Brancheorganisatie Akkerbouw logo

Kennisakker.nl

Publicatie datum: 30-04-2004

Teelthandleiding groenbemesters - Spurrie

Dit hoofdstuk van de teelthandleiding groenbemesters gaat in op diverse aspecten van spurrie.

Algemeen

Spurrie is een cultuurgewas dat tot de muurachtigen behoort. Het werd vroeger veel geteeld op de zandgronden als voedergewas. De plant heeft lijnvormige bladeren die in kransen om de stengel zijn gerangschikt en bloeit met kleine witte bloemen. Spurrie groeit in Nederland in het wild op schrale zandgronden. Het is ooit een belangrijk stoppelgewas geweest. In het begin van de 20e eeuw werd er nog 3600 ha van verbouwd. Op dit moment is het vrijwel geheel verdwenen. De opbrengst is dan ook niet erg hoog, maar het gewas heeft wel een aantal bijzondere eigenschappen, zowel gunstige als ongunstige. Spurrie heeft een snelle ontwikkeling, mislukt zelden, behoeft zeer weinig mest en is bij uitstek geschikt voor droge, zure, vaak ook arme lichte zand- en dalgronden. (Onder wat betere omstandigheden neemt de opbrengst en de slagingskans natuurlijk wel toe). Daar staat tegenover het gevaar voor opslag, dat zeer hardnekkig kan zijn.

Zaaien

Spurrie stelt geen eisen aan de vruchtwisseling. Elke stoppel die vroeg genoeg is komt in aanmerking. In het verleden werd spurrie vaak na rogge verbouwd. De zaaitijd is van eind juli t/m eind augustus. Na half augustus kan beter geen reuzenspurrie meer gezaaid worden. Spurrie kan breedwerpig gezaaid en ingewerkt worden; bij rijenzaai is de beste afstand 10-15 cm. Per ha wordt ongeveer 20 kg gewone of 30 kg reuzenspurrie gezaaid op een diepte van 1-2 cm. Het duizendkorrelgewicht is 1-2 gram. De groeiperiode van gewone spurrie is zo'n 6-8 weken en die van reuzenspurrie 9-12 weken. Het zaaibed moet erg fijn zijn; een diepe grondbewerking is niet nodig. Vrijwel alle ondiep werkende werktuigen zijn geschikt voor de stoppelbewerking, liefst gecombineerd met een verkruimelrol.

**GEGEVENSUITTREKSEL:**

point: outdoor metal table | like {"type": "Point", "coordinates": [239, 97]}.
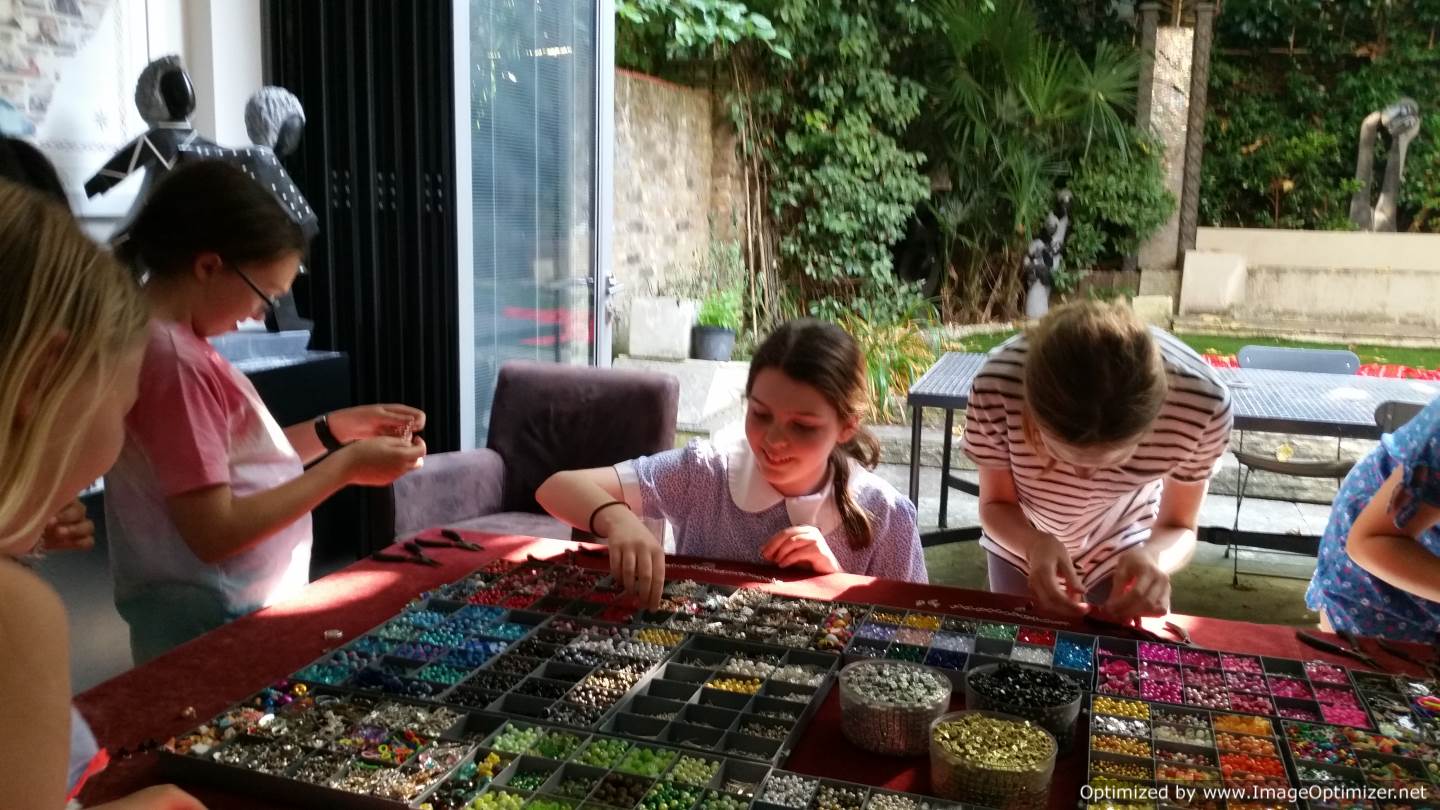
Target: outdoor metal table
{"type": "Point", "coordinates": [1293, 402]}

**INSTRUCTIES BIJ OPDRACHTEN:**
a) Noem alle gunstige eigenschappen van spurrie die de tekst over spurrie opsomt in de zin die begint met "Spurrie heeft een snelle ontwikkeling".
b) Schrijf een vervolg op de tekst over spurrie dat aansluit op de laatste zin van het paginafragment.

**ANTWOORDEN PER OPDRACHT:**
a)
- Spurrie heeft een snelle ontwikkeling.
- Spurrie mislukt zelden.
- Spurrie behoeft zeer weinig mest.
- Spurrie is bij uitstek geschikt voor droge, zure, vaak ook arme lichte zand- en dalgronden.

b)
Rassenkeuze

Er bestaan van spurrie twee soorten, de gewone spurrie en de reuzenspurrie. De gewone spurrie groeit sneller en komt ook sneller in bloei dan de reuzenspurrie. Meestal geeft gewone spurrie een iets hogere opbrengst, behalve als er vroeg gezaaid kan worden. Reuzenspurrie ontwikkelt zich iets trager en is grofstengeliger en steviger. Deze soort is het meest geschikt als groenbemesting; gewone spurrie wordt meestal voor veevoederdoeleinden gebruikt.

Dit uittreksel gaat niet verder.